**Excerpt:**

And the Democrat sideshow continues.
“Beto” O’Rourke has thrown his hat into the ring. He’s running for President.
Then again, who isn’t?
So we now have privileged white guy that's a fake Hispanic – Beto (real name, Robert)
O’Rourke – who is about as Hispanic as I am Chinese, who
was once charged with burglary, once charged with a DUI (and leaving the scene
of an accident), once wrote a first-person fantasy about mowing down and killing
two children in a crosswalk, once wrote a poem about a cow “buffing” his balls, told a reporter he'd tear down the border walls in El Paso if he could, and who now claims that he was "born" to run for President, yet doesn’t seem to have any concrete ideas about what he’d do if he
actually became President.
Chris Matthews thinks he's Kennedy-esque. I'm thinking Joe or Ted, maybe.
At last count, we also have:
A fake African-American (with Jamaican/South Asian parents) who
slept her way to big public jobs in California, who as District Attorney in San
Francisco refused to go for the death penalty for the murderer of a police officer and was publicly rebuked by Diane Feinstein for that, claimed she smoked weed and listened to Tupac and Snoop Dogg while in college (although neither of them put out any recordings until years after she left college) – Kamala Harris.
A fake Native American who lied about it to get a position
at Harvard – Elizabeth Warren. (Do I really need to say any more about her?)
An unrepentant socialist who honeymooned in the USSR, travels
only on private jets and owns three homes while railing about climate change
and income inequality, and whose wife is under investigation for shady
financial deals when she ran a college – Bernie Sanders.
A former mayor of Newark who can’t say where millions in
donations to fix public education in his city went, and referred to himself in a Congressional
hearing as “Spartacus” – Corey Booker.
A US Senator from Minnesota with a history of being abusive to her own staff, who ate a salad with her comb because a staffer forgot to get proper forks and then told that staffer to
wash her comb – Amy Klobuchar.
A former mayor of Denver who, despite starting a successful
private business (a brewing company) and dabbling in real estate development, and made a lot of money as a capitalist is still not sure he’s really a capitalist – John Hickenlooper.

**Records for this exercise:**
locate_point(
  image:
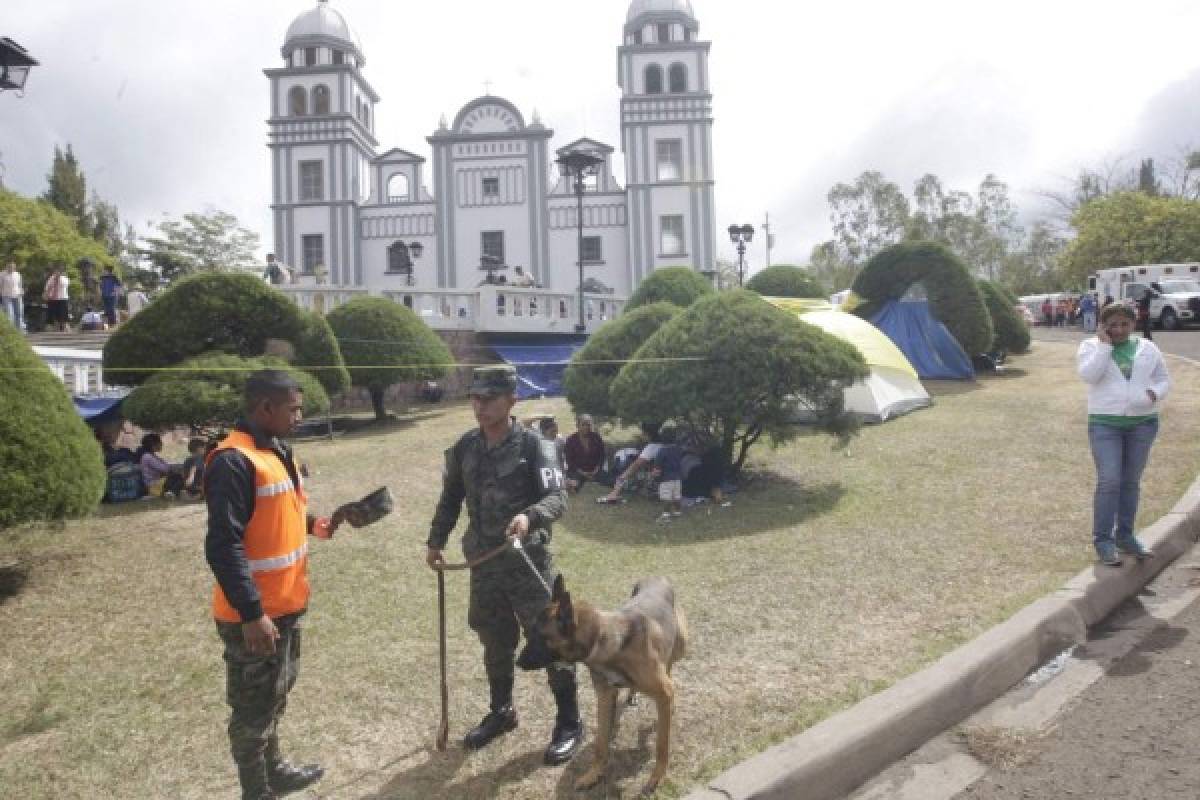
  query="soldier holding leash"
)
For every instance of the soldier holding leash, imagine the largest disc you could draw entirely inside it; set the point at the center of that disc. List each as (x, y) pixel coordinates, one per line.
(513, 487)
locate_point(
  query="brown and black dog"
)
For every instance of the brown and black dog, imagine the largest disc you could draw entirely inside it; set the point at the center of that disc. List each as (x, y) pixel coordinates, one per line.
(635, 647)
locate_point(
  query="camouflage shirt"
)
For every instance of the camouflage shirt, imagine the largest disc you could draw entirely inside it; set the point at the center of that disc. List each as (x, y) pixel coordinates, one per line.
(517, 475)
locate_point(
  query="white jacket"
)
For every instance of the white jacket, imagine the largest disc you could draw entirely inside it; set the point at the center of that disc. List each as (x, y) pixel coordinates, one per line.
(1109, 392)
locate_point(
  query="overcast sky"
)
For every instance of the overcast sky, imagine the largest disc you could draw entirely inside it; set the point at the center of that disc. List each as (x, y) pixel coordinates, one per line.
(166, 102)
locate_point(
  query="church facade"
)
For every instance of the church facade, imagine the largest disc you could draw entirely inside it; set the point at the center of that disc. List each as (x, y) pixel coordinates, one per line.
(353, 215)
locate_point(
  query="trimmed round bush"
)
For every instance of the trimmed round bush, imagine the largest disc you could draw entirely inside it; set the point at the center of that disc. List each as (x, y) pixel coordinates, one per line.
(681, 286)
(385, 343)
(954, 298)
(786, 281)
(730, 368)
(592, 370)
(1012, 332)
(227, 312)
(205, 392)
(51, 464)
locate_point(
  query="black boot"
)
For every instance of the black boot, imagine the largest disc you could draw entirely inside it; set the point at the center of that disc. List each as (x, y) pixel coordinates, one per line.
(502, 719)
(285, 779)
(496, 723)
(253, 782)
(568, 727)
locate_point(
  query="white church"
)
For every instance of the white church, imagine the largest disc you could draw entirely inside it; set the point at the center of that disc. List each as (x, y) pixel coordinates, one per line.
(353, 218)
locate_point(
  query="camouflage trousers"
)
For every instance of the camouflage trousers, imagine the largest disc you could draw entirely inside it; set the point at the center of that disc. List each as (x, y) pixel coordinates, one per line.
(257, 690)
(505, 600)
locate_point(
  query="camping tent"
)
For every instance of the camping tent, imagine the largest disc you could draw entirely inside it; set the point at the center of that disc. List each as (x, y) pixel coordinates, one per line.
(925, 341)
(892, 389)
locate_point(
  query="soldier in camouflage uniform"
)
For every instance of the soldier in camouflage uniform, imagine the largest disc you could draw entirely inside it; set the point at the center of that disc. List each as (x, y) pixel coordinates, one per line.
(510, 481)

**Tasks to complete:**
a) What does the commentary give as Beto O'Rourke's real name?
b) How many lines of the entries contain the word "jacket"? Give the number only.
The commentary and the entries come from unrelated sources.

**Answer set:**
a) Robert.

b) 2